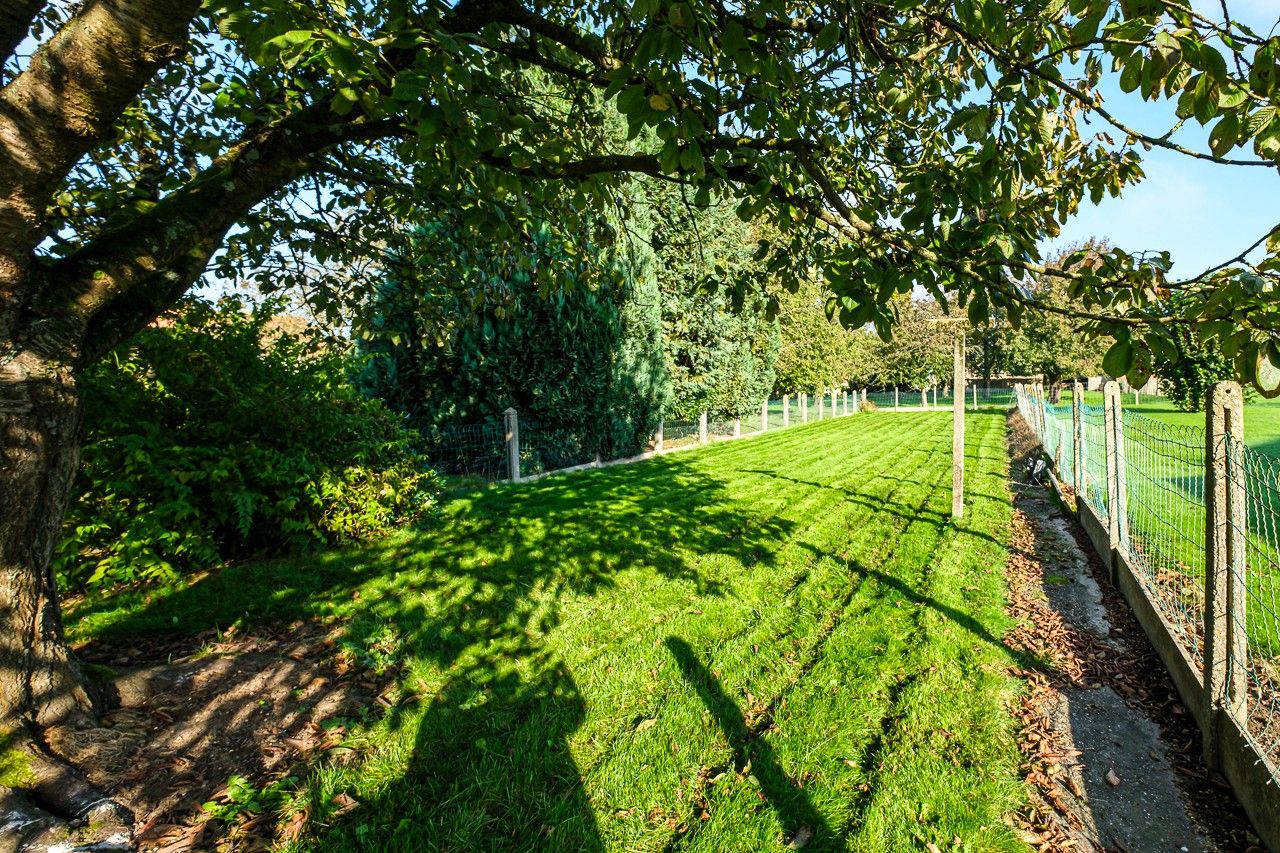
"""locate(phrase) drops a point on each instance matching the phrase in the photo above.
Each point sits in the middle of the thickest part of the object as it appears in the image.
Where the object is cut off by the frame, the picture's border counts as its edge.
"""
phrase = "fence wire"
(1165, 519)
(470, 450)
(1262, 596)
(1162, 532)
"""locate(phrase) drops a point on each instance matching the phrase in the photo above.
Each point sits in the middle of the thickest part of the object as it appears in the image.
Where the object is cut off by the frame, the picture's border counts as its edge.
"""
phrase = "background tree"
(144, 141)
(720, 340)
(919, 355)
(816, 350)
(1052, 345)
(568, 334)
(1189, 366)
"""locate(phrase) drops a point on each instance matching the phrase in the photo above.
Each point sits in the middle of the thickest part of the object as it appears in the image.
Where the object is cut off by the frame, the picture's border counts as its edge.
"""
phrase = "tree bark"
(40, 419)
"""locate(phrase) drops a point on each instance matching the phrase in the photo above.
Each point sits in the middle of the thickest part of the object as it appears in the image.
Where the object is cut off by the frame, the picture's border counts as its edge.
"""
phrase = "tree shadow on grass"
(479, 758)
(801, 822)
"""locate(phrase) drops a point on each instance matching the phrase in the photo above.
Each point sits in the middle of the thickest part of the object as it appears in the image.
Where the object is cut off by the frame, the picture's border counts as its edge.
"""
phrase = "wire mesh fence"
(1093, 424)
(1164, 520)
(1261, 584)
(470, 451)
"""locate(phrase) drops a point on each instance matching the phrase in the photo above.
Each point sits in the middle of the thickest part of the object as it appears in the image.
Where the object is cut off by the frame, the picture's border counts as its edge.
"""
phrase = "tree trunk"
(40, 420)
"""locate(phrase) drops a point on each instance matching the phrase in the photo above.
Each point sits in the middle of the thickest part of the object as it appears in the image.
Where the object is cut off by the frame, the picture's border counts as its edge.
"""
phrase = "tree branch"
(16, 23)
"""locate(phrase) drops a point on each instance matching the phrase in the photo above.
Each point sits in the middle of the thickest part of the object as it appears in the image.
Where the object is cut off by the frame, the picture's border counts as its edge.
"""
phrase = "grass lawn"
(716, 649)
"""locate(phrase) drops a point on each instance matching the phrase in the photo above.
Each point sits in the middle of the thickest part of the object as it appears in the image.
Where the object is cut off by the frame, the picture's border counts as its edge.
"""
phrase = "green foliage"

:::::

## What the task asks
Reproduce all of the data above word for word, leaving out the pictures.

## Solution to this task
"""locate(phrase) drops a point on each instance matching the phrase in the photo above.
Each point sits in the middle of the thickest part of the object as it appears in the image.
Where the object is cut off by the frame, the picture's border counts as its edge.
"""
phrase = "fence wire"
(1165, 519)
(470, 450)
(1262, 596)
(1162, 532)
"""locate(phrase) drops a point on each instance matching the phrase in the photo above.
Each point sits in the middle of the thickest part of the object as it appears in the image.
Where the object is cut off by the frame, the picture's border counts as its edge.
"""
phrase = "background tree"
(144, 141)
(720, 340)
(919, 355)
(816, 350)
(1052, 345)
(568, 334)
(1189, 366)
"""locate(phrase) drops a point on each instance matching the phrase in the photo above.
Each point sits in the middle of the thickest part of the object as it appears in the image.
Where the object is cut off by the frame, the picture's border counts as its edge.
"""
phrase = "tree bark"
(40, 419)
"""locate(phrase) drops a point on each instance matching the phrase in the photo above.
Each point sits in the middle of the thickest part of the object as it appears in the image.
Where the object is cut off by the frame, the picture's border counts as its edge.
"""
phrase = "tree shadow on grass"
(479, 758)
(801, 822)
"""locate(phrase) drops a point on each instance matching the phrase in the photo above.
Each point sits in the middle of the thickest part of the object as it appears in the image.
Where the object is cut off by the frame, the picture's border counts as its edge.
"""
phrase = "wire mesh fence"
(1093, 424)
(1164, 520)
(1261, 584)
(470, 451)
"""locate(phrase) drops a point on each instance matching the phrase in the photo above.
Each point sits in the middle of the thickest part of the object as it appears in the image.
Where the object is cut off by the frame, the picture's border counts as its edge.
"""
phrase = "tree trunk"
(40, 420)
"""locate(phrase) drops a point on each instance matching the phrase in the photo above.
Each point sits in the middle of the thickest part of the object as it appears in the image.
Where the object is cut off by the frame, the picture's border counts as its edge.
"""
phrase = "tree branch"
(16, 23)
"""locate(phrase) drops a point on each instance matching the phrase in the photo above.
Each point sits in the middle of the thickest part of the object as it appears in the image.
Where the object is cut off by the frame, the picture's border counts as its edge.
"""
phrase = "grass lawn"
(716, 649)
"""locate(phrase) drops a point on each instance matching the phrase in the photo above.
Each point sits in the middle of the thickest part of the object as it appears in the image.
Where the object is cut off by the frame, the picture's border counts as its edge.
"""
phrase = "green foliage"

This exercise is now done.